**DATA SUPPLIED**
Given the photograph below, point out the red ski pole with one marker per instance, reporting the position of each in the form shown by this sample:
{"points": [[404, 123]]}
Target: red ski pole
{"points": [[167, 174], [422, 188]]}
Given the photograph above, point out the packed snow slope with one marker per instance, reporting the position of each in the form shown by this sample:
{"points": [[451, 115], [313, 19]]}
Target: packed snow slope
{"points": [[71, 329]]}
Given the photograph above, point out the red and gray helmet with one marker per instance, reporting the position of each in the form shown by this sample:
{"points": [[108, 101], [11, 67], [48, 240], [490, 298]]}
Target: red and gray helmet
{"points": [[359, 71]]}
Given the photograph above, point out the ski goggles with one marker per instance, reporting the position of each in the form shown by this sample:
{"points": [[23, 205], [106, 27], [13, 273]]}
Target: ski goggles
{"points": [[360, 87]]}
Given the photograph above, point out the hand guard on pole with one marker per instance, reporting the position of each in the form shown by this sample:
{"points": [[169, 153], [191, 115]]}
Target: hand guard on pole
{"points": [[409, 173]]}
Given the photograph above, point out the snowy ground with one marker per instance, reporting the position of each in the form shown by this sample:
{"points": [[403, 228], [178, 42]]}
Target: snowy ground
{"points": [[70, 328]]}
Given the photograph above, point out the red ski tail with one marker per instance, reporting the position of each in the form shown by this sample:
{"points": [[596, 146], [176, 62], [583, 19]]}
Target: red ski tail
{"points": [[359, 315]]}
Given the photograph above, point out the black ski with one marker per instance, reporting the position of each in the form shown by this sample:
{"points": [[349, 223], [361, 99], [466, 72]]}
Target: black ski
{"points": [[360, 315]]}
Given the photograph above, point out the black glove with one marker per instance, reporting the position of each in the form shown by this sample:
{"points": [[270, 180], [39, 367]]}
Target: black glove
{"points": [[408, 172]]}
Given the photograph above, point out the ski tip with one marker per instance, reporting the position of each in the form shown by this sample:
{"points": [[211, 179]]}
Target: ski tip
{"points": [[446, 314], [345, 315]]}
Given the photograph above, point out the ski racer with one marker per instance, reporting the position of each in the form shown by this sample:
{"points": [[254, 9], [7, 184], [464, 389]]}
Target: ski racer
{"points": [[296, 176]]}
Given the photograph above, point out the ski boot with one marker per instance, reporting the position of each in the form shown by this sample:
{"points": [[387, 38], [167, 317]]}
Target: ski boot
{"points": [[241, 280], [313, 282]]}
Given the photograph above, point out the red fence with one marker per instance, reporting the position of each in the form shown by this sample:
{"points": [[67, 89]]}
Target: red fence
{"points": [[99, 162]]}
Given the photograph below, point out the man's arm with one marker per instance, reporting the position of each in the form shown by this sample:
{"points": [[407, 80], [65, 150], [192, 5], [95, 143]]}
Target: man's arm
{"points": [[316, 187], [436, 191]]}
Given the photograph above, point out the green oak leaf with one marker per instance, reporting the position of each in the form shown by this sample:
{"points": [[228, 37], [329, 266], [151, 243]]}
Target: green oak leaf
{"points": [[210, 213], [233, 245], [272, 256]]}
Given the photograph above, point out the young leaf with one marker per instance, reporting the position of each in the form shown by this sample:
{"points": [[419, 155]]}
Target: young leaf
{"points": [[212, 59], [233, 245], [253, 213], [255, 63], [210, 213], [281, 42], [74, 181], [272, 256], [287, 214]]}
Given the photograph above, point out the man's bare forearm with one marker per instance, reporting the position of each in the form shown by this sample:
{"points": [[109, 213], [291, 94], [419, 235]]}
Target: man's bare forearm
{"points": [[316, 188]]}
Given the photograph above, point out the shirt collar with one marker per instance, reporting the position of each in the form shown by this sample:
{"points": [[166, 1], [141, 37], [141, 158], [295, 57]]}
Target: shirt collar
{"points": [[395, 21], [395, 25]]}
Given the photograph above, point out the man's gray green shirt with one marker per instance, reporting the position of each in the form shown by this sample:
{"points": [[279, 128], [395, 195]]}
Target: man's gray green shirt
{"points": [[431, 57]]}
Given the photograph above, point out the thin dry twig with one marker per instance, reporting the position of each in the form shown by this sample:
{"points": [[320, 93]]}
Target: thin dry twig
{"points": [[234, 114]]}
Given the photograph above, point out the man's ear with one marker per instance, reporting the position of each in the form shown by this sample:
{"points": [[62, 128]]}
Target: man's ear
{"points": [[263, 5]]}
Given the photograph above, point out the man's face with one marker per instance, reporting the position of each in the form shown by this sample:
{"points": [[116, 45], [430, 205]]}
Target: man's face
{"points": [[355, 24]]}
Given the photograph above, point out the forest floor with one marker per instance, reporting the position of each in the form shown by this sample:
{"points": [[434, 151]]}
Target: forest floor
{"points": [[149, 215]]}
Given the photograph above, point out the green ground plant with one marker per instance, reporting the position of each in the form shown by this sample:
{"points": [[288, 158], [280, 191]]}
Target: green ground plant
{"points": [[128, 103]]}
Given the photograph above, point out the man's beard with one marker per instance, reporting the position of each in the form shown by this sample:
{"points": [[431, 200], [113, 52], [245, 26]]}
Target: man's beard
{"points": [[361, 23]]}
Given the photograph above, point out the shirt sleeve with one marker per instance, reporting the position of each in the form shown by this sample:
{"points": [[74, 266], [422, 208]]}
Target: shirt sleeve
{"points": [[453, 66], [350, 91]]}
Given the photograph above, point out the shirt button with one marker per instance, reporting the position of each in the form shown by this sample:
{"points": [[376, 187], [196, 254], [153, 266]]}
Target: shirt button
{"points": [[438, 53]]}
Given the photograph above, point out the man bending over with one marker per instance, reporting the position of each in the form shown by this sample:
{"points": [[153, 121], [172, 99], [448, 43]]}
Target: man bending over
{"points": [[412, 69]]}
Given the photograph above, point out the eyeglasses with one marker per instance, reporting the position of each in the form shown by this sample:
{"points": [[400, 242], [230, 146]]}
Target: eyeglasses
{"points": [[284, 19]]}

...

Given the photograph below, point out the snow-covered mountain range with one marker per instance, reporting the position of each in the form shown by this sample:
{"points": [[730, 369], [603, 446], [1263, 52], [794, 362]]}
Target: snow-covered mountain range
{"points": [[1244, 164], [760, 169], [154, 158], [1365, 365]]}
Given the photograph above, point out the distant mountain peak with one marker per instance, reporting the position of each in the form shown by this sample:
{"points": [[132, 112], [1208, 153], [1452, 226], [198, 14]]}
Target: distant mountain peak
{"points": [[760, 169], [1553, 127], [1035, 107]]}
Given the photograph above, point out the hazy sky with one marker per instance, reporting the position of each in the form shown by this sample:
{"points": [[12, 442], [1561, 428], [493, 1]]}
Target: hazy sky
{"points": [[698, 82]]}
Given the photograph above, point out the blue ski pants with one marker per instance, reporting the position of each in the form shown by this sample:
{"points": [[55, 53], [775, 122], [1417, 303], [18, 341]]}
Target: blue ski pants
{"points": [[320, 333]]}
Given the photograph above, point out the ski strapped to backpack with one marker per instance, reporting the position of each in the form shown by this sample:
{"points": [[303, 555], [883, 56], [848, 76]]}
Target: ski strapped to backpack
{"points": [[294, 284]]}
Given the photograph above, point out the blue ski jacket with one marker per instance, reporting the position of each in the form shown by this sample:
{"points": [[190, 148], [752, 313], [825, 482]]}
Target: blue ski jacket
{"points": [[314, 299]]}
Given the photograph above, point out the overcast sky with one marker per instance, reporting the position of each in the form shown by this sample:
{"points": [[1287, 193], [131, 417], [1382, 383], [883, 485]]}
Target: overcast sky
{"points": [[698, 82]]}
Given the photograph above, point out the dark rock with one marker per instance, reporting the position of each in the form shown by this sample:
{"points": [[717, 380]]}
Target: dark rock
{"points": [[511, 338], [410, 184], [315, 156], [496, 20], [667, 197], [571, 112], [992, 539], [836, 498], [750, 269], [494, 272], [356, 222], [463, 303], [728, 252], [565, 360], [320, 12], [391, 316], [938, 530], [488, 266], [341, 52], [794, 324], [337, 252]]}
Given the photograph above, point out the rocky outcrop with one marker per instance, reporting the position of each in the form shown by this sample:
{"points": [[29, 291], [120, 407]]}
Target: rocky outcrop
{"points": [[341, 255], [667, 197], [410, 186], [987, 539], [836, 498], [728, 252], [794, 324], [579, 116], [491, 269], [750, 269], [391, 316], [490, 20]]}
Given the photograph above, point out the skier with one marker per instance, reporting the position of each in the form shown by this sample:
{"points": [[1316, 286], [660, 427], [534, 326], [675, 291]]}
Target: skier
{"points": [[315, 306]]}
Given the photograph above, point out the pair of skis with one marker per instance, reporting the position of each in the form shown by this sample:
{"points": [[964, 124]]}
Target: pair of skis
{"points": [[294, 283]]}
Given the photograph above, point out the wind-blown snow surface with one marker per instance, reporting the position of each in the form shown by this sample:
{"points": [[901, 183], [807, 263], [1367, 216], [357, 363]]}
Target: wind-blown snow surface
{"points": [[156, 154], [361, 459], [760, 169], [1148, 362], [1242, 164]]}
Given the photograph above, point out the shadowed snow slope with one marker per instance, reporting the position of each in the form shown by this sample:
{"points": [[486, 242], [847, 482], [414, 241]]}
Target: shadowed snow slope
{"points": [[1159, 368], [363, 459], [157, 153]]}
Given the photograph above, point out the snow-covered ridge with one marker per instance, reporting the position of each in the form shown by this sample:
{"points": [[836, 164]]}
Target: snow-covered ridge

**INSTRUCTIONS TO FOLLOW**
Pull out each line in the entries above that contains the word "racer", matching uppercase and lowercase exactly.

**WRITTEN RESPONSE**
Given the photograph above, point out the ski racer with one marker per instance, reporting the position of each in the form shown by this sample:
Target: ski racer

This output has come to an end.